* _Texto fornecido_
• • • •

Golpes de Estado não são uma novidade na Turquia. Mas o mais recente, que se saldou em centenas de mortos e inúmeros feridos, está a gerar um desconforto ainda maior junto dos turcos seculares e moderados, que estão agora a ponderar o seu futuro num país onde o Partido da Justiça e do Desenvolvimento (AKP) procedeu a uma ampla purga de todos os seus possíveis opositores, tendo já detido mais de 8.000 pessoas.

"Sinto-me, decididamente, em minoria. Os seguidores de Erdogan são como um culto", conta ao DW um jovem turco de 24 anos, Ugur Zaman. "Erdogan não é nosso inimigo, mas ele preocupa-nos", diz, por seu lado, Ziya Turfan, islamita moderado, dono de um bar em Tunali. "Amo o Islão, mas não gosto da forma como está a ser usado neste momento. A religião é uma arma muito perigosa e foi por isso que Ataturk separou o Islão do Estado."

A Turquia tem um órgão governamental especial, o Diyanet, cuja missão é promover o Islão e financiar o ensino religioso. Enquanto isso, Erdogan defende uma revisão constitucional baseada no Islão e não no secularismo. "Somos um país muçulmano e por isso devemos ter uma Constituição religiosa", afirmou também recentemente o presidente do Parlamento turco, Ismail Kahraman, citado pela RT News. "O secularismo não terá lugar numa nova Constituição", disse.

O jovem sírio Ibrahim Al Ibrahim, de 25 anos, que fugiu para a Turquia há dois anos, não crê nesse cenário. "Alguns turcos receiam que o Governo possa fazer eclipsar o secularismo, especialmente quando se fala em alterar a Constituição. Mas penso que a maioria acredita que o secularismo é algo de intocável", diz ao Negócios. "Medidas como a reintrodução do ensino religioso nas escolas, restrições ao álcool e construção de novas mesquitas podem não deixar os seculares satisfeitos, mas não podemos ignorar o facto de que 90% dos turcos são muçulmanos", frisa.

• • • •

* _Registos de dados_
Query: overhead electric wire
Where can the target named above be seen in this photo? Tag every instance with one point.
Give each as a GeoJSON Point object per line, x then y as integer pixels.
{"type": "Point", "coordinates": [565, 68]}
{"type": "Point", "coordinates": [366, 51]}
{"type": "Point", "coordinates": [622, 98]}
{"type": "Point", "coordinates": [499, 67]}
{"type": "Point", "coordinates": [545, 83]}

• • • •

* _Tarefas_
(1) Responda às seguintes perguntas com base no texto sobre a Turquia:
(a) Quantas pessoas já tinham sido detidas na purga promovida pelo AKP?
(b) Que órgão governamental tem por missão promover o Islão e financiar o ensino religioso?
(c) Que percentagem dos turcos é muçulmana, segundo Ibrahim Al Ibrahim?
(2) Explique, em uma a três frases e segundo Ziya Turfan no texto sobre a Turquia, a razão pela qual Ataturk separou o Islão do Estado.
O material provém de outra fonte.

* _Respostas por tarefa_
(1)
(a) Mais de 8.000 pessoas.
(b) O Diyanet.
(c) 90%.

(2) Segundo Ziya Turfan, Ataturk separou o Islão do Estado porque a religião é uma arma muito perigosa.